▶ PAGE EXCERPT:

## START

In order to analyze the data, we followed the grounded approach principles because, instead of basing our study on a prior hypothesis, we interpreted and found similar patterns and themes that emerged from the data collected. We did an in-depth exploration of the data in order to find EFL pre-service teachers’ knowledge, perceptions of, and attitudes toward culture through a color coding system. Color coding allowed us to establish the frequency and to identify the similar opinions students had given. After that, we decided to, as Freeman (1998) suggests, name, group, find relationships, and display data contained in the questionnaires. Data were displayed in the order participants had answered each question so that we could identify patterns and relationships (see Appendix B). We also did the same process separately with the other two instruments (interviews and study plans).

Later, through a process of triangulation which consists of analyzing multiple sources of information or points of view on the phenomenon that is being investigated (Freeman, 1998), we established relationships with the data collected in the questionnaires, interviews, and study plans in order to see if salient patterns appeared among all of them. This triangulation made possible verification that the data were reliable and consistent since we realized that the same opinions and patterns were present in the other instruments. We recognize, obviously, that the study plans did not show evidence of students’ voices, but were useful to establish relationships as to what extent they incorporated cultural content and if students knew the information described in them. In the findings section, we will use the following codes to analyze and interpret data: questionnaires (Q), interviews (I), participants (P), and University (U). It is important to say that the units of analysis taken from students’ answers are verbatim. That is why some of them have grammar mistakes or are in Spanish.

## END

▶ ENTRIES SHOWN:
## START

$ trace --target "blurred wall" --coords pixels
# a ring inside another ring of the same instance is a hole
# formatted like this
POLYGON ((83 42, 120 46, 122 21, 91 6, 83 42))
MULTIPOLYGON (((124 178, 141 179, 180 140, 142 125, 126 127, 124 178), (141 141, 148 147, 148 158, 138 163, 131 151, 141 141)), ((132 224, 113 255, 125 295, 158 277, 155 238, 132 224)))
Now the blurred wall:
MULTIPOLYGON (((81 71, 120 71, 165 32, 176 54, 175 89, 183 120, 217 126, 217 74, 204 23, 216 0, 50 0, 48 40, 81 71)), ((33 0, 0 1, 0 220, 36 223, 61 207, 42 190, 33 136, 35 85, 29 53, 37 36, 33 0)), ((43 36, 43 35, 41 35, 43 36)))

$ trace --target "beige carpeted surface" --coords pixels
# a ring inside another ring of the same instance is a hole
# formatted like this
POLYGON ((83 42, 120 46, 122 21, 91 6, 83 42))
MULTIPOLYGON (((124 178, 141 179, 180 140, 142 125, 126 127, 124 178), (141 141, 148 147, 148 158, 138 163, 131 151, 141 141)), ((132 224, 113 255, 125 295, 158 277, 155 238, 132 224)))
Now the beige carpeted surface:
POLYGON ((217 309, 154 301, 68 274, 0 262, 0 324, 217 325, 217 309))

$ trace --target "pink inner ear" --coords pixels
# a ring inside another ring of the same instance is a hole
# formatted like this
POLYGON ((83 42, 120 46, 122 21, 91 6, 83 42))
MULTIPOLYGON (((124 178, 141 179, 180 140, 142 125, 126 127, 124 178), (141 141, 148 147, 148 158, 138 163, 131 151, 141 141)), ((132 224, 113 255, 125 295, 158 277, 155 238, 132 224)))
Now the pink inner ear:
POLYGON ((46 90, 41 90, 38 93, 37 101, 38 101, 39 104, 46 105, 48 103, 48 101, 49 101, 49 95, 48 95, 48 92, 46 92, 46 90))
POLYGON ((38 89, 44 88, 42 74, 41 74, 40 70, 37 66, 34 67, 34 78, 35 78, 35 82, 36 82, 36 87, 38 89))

## END

▶ EXERCISE DETAILS: Return the passage on how the study's data were analyzed, word for word and in full.

▶ OUTPUT OF THE TASK:
In order to analyze the data, we followed the grounded approach principles because, instead of basing our study on a prior hypothesis, we interpreted and found similar patterns and themes that emerged from the data collected. We did an in-depth exploration of the data in order to find EFL pre-service teachers’ knowledge, perceptions of, and attitudes toward culture through a color coding system. Color coding allowed us to establish the frequency and to identify the similar opinions students had given. After that, we decided to, as Freeman (1998) suggests, name, group, find relationships, and display data contained in the questionnaires. Data were displayed in the order participants had answered each question so that we could identify patterns and relationships (see Appendix B). We also did the same process separately with the other two instruments (interviews and study plans).

Later, through a process of triangulation which consists of analyzing multiple sources of information or points of view on the phenomenon that is being investigated (Freeman, 1998), we established relationships with the data collected in the questionnaires, interviews, and study plans in order to see if salient patterns appeared among all of them. This triangulation made possible verification that the data were reliable and consistent since we realized that the same opinions and patterns were present in the other instruments. We recognize, obviously, that the study plans did not show evidence of students’ voices, but were useful to establish relationships as to what extent they incorporated cultural content and if students knew the information described in them. In the findings section, we will use the following codes to analyze and interpret data: questionnaires (Q), interviews (I), participants (P), and University (U). It is important to say that the units of analysis taken from students’ answers are verbatim. That is why some of them have grammar mistakes or are in Spanish.